Material for this task: Begin

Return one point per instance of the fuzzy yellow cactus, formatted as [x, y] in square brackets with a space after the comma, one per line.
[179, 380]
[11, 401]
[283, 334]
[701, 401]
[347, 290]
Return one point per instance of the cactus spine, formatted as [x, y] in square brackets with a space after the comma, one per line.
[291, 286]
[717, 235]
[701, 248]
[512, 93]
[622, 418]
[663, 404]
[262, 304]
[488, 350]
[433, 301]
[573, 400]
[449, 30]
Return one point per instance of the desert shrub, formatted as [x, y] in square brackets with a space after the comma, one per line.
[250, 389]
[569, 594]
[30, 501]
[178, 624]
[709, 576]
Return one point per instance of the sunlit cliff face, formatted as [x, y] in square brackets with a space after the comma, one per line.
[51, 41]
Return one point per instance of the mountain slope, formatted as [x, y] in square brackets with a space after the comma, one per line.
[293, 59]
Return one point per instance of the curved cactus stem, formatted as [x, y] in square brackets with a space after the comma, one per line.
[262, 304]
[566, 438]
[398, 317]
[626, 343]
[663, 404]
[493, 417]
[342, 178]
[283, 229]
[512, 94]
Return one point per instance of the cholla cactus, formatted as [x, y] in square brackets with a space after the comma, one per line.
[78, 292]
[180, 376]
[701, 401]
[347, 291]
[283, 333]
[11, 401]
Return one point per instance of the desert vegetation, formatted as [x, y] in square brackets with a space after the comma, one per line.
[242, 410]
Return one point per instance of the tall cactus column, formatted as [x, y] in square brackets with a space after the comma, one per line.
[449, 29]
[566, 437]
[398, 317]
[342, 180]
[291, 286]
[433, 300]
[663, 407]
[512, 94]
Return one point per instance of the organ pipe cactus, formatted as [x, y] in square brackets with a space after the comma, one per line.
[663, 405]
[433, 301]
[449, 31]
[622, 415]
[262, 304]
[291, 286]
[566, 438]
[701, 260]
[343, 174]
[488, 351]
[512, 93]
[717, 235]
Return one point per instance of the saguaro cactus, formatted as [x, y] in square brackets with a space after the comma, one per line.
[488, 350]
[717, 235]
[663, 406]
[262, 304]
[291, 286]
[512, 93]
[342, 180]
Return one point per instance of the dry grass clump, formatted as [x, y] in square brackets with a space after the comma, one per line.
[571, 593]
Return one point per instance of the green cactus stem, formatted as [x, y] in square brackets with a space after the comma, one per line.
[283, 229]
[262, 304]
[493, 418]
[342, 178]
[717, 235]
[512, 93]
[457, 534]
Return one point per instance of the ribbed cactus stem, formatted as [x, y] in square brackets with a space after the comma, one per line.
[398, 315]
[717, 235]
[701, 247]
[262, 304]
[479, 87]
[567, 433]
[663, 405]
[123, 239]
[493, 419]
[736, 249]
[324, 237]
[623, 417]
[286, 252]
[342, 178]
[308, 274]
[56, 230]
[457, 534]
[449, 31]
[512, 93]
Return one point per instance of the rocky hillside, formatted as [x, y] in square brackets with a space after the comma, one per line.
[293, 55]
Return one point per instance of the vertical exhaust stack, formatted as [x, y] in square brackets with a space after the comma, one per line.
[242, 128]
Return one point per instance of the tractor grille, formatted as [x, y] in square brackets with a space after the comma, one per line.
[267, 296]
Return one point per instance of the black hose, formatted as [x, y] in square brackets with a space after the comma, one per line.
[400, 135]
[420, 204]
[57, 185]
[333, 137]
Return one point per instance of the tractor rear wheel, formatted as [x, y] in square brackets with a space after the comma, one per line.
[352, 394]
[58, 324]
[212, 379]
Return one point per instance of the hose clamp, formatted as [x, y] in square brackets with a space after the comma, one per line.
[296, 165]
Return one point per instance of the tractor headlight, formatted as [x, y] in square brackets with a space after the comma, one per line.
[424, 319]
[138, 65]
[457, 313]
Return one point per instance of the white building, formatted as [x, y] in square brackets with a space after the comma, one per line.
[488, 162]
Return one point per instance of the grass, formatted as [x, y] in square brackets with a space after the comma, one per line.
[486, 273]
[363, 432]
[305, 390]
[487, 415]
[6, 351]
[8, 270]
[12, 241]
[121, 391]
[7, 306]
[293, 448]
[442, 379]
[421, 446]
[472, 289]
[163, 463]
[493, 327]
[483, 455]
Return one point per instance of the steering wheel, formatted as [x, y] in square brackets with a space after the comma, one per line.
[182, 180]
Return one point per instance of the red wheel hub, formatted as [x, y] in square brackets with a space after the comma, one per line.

Material for this task: End

# Task prompt
Each line from the one that contains "Return one point per instance of the grass, formatted" to the end of the data should be set down exactly, both ends included.

# Finished task
Return one point per instance of the grass, formatted as [x, y] in square brackets with a space after the comma, one per line.
[486, 273]
[363, 432]
[305, 390]
[487, 415]
[6, 351]
[8, 270]
[12, 241]
[121, 391]
[7, 306]
[293, 448]
[442, 379]
[421, 446]
[472, 289]
[163, 463]
[493, 327]
[483, 455]
Return one point per instance of the steering wheel, formatted as [x, y] in square brackets with a space after the comma, one per line.
[182, 180]
Return one point per instance of the red wheel hub, formatted as [x, y] in square brackets with a space after the comma, one per line.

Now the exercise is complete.